■ Records shown:
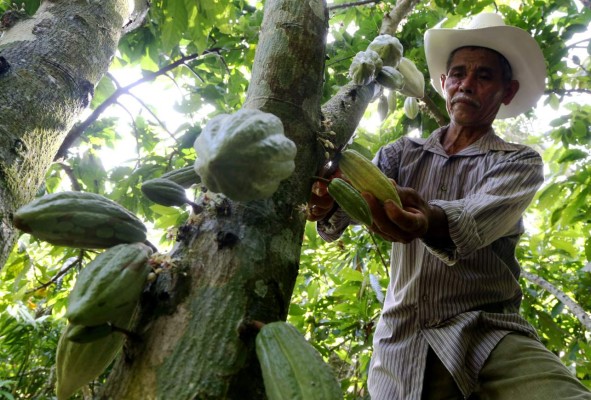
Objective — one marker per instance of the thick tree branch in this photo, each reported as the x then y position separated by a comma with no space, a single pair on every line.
392,19
79,129
575,308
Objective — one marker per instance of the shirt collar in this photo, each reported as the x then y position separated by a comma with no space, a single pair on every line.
488,142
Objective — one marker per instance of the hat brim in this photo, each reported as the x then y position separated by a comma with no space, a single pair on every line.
518,47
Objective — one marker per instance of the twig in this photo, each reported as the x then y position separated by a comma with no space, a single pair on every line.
61,273
353,4
575,308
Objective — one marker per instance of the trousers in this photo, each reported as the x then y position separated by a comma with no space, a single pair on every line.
518,368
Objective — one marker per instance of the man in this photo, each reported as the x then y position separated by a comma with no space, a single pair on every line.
450,326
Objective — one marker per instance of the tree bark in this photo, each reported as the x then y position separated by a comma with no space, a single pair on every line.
51,62
235,262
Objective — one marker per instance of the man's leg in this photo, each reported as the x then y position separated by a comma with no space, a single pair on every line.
522,368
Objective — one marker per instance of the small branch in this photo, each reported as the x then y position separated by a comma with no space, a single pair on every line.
391,20
78,129
61,273
434,111
575,308
70,173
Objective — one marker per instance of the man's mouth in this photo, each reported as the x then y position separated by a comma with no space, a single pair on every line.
465,100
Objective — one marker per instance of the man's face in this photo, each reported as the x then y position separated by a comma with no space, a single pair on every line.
473,87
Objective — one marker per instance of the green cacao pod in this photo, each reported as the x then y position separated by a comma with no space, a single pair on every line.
79,363
389,49
244,155
292,368
109,284
364,67
414,81
390,78
165,192
186,176
411,107
350,200
79,219
86,334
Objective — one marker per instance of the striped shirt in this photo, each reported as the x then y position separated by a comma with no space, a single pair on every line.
460,301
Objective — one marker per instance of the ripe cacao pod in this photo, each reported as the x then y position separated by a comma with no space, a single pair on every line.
292,368
79,219
390,78
109,284
79,363
364,67
411,107
389,49
414,82
186,176
367,177
244,155
165,192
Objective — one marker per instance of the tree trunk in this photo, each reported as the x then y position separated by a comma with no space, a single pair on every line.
49,65
235,262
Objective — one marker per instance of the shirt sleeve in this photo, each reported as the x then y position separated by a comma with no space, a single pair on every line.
493,208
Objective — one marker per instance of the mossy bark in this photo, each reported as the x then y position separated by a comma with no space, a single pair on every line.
51,62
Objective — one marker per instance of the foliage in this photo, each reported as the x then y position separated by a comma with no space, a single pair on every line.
341,285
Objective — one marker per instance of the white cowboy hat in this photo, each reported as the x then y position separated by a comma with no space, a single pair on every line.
489,30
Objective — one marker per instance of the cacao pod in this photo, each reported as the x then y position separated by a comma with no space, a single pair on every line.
79,363
165,192
292,368
364,67
411,107
186,176
109,284
390,78
244,155
389,49
367,177
79,219
414,82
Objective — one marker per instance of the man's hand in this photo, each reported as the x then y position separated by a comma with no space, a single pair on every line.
414,220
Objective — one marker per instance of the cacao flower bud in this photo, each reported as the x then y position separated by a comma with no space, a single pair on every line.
389,49
414,82
364,67
390,78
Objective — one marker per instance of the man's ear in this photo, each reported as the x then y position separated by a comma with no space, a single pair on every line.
510,91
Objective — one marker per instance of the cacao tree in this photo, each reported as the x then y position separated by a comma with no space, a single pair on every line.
231,265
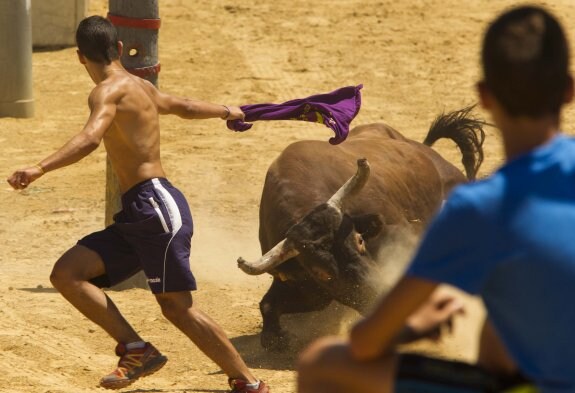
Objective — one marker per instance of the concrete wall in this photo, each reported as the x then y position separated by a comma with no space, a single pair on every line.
54,22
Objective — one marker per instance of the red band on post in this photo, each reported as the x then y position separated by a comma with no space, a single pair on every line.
144,72
139,23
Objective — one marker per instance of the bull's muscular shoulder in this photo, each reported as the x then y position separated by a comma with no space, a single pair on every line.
376,130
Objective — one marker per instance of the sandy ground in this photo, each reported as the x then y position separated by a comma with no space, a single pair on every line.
416,59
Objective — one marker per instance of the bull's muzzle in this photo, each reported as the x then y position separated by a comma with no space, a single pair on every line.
285,250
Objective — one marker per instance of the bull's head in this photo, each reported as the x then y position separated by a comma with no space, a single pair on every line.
326,239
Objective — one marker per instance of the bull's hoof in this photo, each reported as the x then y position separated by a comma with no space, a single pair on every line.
275,341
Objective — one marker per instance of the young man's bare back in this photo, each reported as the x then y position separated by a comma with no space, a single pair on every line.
153,230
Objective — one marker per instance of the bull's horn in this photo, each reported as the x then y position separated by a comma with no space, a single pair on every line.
274,257
352,186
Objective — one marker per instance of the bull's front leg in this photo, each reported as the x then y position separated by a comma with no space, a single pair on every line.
286,297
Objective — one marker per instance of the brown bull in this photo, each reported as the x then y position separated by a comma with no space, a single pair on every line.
320,251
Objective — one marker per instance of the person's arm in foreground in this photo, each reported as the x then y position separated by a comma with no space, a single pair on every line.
192,109
403,306
103,110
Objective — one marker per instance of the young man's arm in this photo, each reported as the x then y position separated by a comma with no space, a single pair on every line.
378,333
191,109
103,110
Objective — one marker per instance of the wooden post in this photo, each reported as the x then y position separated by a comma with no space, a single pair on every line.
16,90
138,23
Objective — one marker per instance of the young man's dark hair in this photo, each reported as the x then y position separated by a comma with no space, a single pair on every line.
525,61
97,39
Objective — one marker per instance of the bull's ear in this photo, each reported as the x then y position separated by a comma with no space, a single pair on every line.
369,225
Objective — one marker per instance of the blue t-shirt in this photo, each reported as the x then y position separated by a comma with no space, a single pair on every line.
511,239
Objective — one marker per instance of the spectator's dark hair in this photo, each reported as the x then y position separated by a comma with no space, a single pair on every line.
97,39
526,62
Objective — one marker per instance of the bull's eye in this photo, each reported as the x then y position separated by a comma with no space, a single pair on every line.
360,244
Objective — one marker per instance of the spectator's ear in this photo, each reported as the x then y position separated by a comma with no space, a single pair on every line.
81,57
569,90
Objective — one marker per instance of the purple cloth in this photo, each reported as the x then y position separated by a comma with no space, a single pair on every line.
336,110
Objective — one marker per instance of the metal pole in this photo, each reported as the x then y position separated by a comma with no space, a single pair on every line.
16,90
138,23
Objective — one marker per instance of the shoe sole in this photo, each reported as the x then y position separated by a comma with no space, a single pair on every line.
154,366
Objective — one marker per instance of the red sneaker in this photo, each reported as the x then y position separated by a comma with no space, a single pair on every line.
240,386
133,364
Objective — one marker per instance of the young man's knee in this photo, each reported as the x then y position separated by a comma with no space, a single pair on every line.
174,304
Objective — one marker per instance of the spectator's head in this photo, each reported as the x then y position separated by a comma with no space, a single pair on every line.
97,40
525,60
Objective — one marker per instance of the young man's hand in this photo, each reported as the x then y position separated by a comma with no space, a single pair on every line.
433,316
235,113
23,177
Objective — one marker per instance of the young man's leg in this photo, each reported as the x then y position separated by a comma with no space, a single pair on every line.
179,309
71,275
328,367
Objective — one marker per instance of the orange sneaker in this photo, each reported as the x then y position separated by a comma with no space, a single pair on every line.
133,364
240,386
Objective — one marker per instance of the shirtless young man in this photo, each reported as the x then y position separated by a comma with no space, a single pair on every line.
154,229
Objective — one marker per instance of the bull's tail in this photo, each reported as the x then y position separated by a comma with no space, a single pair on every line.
466,131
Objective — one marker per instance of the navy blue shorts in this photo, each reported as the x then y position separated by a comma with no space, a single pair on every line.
152,233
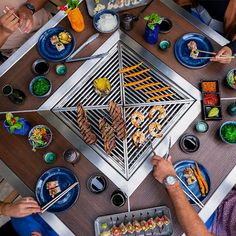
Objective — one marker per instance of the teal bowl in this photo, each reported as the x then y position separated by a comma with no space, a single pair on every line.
231,78
38,79
47,138
231,125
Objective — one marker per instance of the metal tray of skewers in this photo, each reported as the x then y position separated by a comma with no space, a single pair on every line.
153,221
95,6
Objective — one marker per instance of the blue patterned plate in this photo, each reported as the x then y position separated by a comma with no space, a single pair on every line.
49,51
65,178
181,166
182,51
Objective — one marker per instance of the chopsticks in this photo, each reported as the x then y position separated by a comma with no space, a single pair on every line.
168,150
194,198
231,57
54,200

■ Task: All pictures must be left out. Reproduce exactly the lines from the one containing "Objective — one marker per instance of the shirtless" to the final line of the entries.

■ Response:
Objective — one marker per instance of the shirtless young man in this photo, each reported as the x then y position separated by a comma with no space, a single pair on every line.
154,229
Objective — one marker per instance of the bull's tail in this photo, each reported as the x then y position separated by a comma with no space, a single pair on every line.
466,131
Objective — one marker per instance of the navy blue shorts in this photo, each reported as the x then y position separated by a comma with no space, a single pair on every line.
152,233
Objective — one marker per instance of the teal bowl in this photo, each reported as the x then y position separated by a comma with no space, a single pair on every line.
231,78
38,79
47,138
231,125
Objective — one marker per instance of the metal tray of skewers in this photo, each reported as the x then y position separated by a comma with no space, a single pair on every line.
153,221
95,6
Objective — one marker per instance of the blue patterned plate in this photo, each reported as the x then y position separated by a comma with no space, a single pair on every line.
49,51
65,178
181,166
182,51
Objective — one marker per instance of the chopsticks in this photo, each reported as the x then y position separated by a comma with no space, a single pair on every line.
168,150
194,198
231,57
54,200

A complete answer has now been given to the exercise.